» Provided material
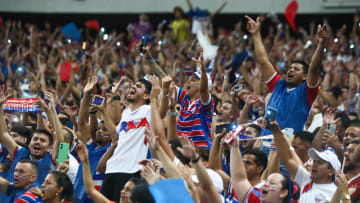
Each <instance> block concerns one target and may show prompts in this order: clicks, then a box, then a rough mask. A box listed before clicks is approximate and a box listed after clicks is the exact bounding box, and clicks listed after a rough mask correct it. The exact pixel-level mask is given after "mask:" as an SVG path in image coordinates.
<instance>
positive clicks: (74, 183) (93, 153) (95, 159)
mask: <svg viewBox="0 0 360 203" xmlns="http://www.w3.org/2000/svg"><path fill="white" fill-rule="evenodd" d="M86 147H87V149H88V153H89V165H90V171H91V175H92V179H93V180H94V184H95V188H96V189H97V190H99V189H100V187H101V185H102V182H103V180H104V174H100V173H98V172H96V167H97V165H98V163H99V161H100V159H101V157H102V156H103V155H104V154H105V152H106V151H107V149H108V148H109V147H110V145H106V146H103V147H100V148H96V147H97V144H96V143H95V142H93V143H91V144H88V145H86ZM82 167H83V164H82V163H81V164H80V166H79V169H78V173H77V175H76V178H75V183H74V190H75V191H74V192H75V198H76V202H78V203H83V202H93V201H92V200H91V199H89V198H87V195H86V192H85V186H84V180H83V169H82ZM119 192H120V191H119Z"/></svg>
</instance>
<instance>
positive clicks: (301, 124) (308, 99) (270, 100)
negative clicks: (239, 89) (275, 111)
mask: <svg viewBox="0 0 360 203" xmlns="http://www.w3.org/2000/svg"><path fill="white" fill-rule="evenodd" d="M266 84H267V86H268V88H269V89H270V92H271V97H270V100H269V102H268V104H267V109H268V108H269V107H271V108H274V109H277V114H276V121H277V122H278V123H279V126H280V128H281V129H284V128H292V129H294V132H298V131H300V130H303V129H304V124H305V122H306V120H307V117H308V115H309V111H310V108H311V105H312V104H313V102H314V101H315V99H316V96H317V94H318V91H319V88H318V85H316V86H314V87H311V86H310V85H308V84H307V82H306V81H305V82H303V83H302V84H300V85H298V86H297V87H296V88H291V89H290V88H288V86H287V82H286V80H284V79H282V78H281V76H280V75H279V74H278V73H274V75H273V76H272V77H270V79H269V80H268V81H266ZM267 109H266V110H267ZM270 134H272V133H271V132H270V131H269V130H266V129H263V130H262V131H261V136H264V135H270Z"/></svg>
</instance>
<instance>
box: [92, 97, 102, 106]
mask: <svg viewBox="0 0 360 203" xmlns="http://www.w3.org/2000/svg"><path fill="white" fill-rule="evenodd" d="M103 102H104V98H103V97H95V98H94V99H93V101H92V103H93V104H96V105H99V106H101V105H102V103H103Z"/></svg>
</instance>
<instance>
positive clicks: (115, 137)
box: [95, 101, 118, 142]
mask: <svg viewBox="0 0 360 203" xmlns="http://www.w3.org/2000/svg"><path fill="white" fill-rule="evenodd" d="M105 103H106V102H105V101H104V102H103V104H102V105H101V106H98V105H95V107H96V109H98V110H99V111H100V112H101V113H102V115H103V119H104V124H105V127H106V128H107V130H108V132H109V133H110V136H111V140H112V141H113V142H116V141H117V140H118V134H117V133H116V126H115V124H114V122H113V121H112V120H111V118H110V116H109V113H108V112H107V111H106V110H105V107H104V104H105Z"/></svg>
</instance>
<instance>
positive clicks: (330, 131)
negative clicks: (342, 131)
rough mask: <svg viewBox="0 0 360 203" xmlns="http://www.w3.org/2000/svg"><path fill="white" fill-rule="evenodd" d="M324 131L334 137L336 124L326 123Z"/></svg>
mask: <svg viewBox="0 0 360 203" xmlns="http://www.w3.org/2000/svg"><path fill="white" fill-rule="evenodd" d="M326 130H327V131H329V132H330V133H331V134H333V135H335V131H336V124H335V123H328V124H327V126H326Z"/></svg>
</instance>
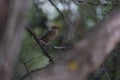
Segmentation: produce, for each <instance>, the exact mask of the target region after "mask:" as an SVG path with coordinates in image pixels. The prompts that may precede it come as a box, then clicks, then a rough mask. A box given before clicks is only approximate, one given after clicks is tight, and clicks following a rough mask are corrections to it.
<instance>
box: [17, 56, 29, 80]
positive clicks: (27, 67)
mask: <svg viewBox="0 0 120 80" xmlns="http://www.w3.org/2000/svg"><path fill="white" fill-rule="evenodd" d="M19 60H20V61H21V62H22V63H23V65H24V66H25V68H26V71H27V73H29V69H28V67H27V65H26V63H25V62H24V61H23V60H22V59H21V58H19ZM29 76H30V80H31V75H29Z"/></svg>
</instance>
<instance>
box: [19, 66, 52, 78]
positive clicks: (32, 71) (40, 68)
mask: <svg viewBox="0 0 120 80" xmlns="http://www.w3.org/2000/svg"><path fill="white" fill-rule="evenodd" d="M50 65H51V64H48V65H46V66H45V67H43V68H38V69H34V70H31V71H29V72H28V73H27V74H25V75H24V76H23V77H21V78H20V79H19V80H23V79H25V78H26V77H28V76H29V75H31V74H32V73H34V72H37V71H40V70H43V69H46V68H48V67H49V66H50Z"/></svg>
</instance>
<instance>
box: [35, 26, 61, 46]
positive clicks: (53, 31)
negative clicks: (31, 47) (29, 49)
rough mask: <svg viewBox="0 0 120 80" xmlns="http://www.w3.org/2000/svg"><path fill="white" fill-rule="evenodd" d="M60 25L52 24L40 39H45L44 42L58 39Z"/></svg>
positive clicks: (59, 28) (43, 41) (42, 39)
mask: <svg viewBox="0 0 120 80" xmlns="http://www.w3.org/2000/svg"><path fill="white" fill-rule="evenodd" d="M59 29H60V27H58V26H52V27H51V28H50V29H48V30H47V31H46V32H45V33H44V34H43V35H42V36H41V37H40V38H39V40H40V41H43V42H44V43H50V42H52V41H54V40H55V39H56V37H57V36H58V31H59ZM36 45H37V43H36V44H35V45H33V48H34V47H36Z"/></svg>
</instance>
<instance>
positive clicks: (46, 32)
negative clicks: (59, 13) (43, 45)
mask: <svg viewBox="0 0 120 80" xmlns="http://www.w3.org/2000/svg"><path fill="white" fill-rule="evenodd" d="M50 34H51V30H47V31H45V32H44V33H43V35H42V36H41V37H40V39H43V38H45V37H47V36H48V35H50Z"/></svg>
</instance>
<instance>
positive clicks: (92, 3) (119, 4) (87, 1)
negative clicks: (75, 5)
mask: <svg viewBox="0 0 120 80" xmlns="http://www.w3.org/2000/svg"><path fill="white" fill-rule="evenodd" d="M77 2H79V3H80V4H83V3H84V4H89V5H93V6H98V5H100V6H119V5H120V2H118V3H99V2H91V1H80V0H78V1H77Z"/></svg>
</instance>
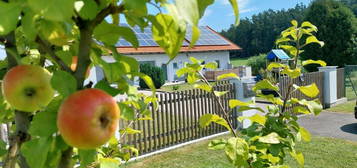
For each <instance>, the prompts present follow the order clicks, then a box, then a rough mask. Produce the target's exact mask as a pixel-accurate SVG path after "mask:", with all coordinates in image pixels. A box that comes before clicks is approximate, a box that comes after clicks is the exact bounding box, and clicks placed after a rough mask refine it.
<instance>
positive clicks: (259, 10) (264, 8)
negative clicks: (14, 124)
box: [0, 0, 311, 59]
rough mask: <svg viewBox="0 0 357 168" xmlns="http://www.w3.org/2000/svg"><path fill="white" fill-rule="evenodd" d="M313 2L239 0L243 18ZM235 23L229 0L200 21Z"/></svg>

» Exercise
Counting every line that holds the string "then", give the total for the data above and nothing else.

» Output of the exercise
3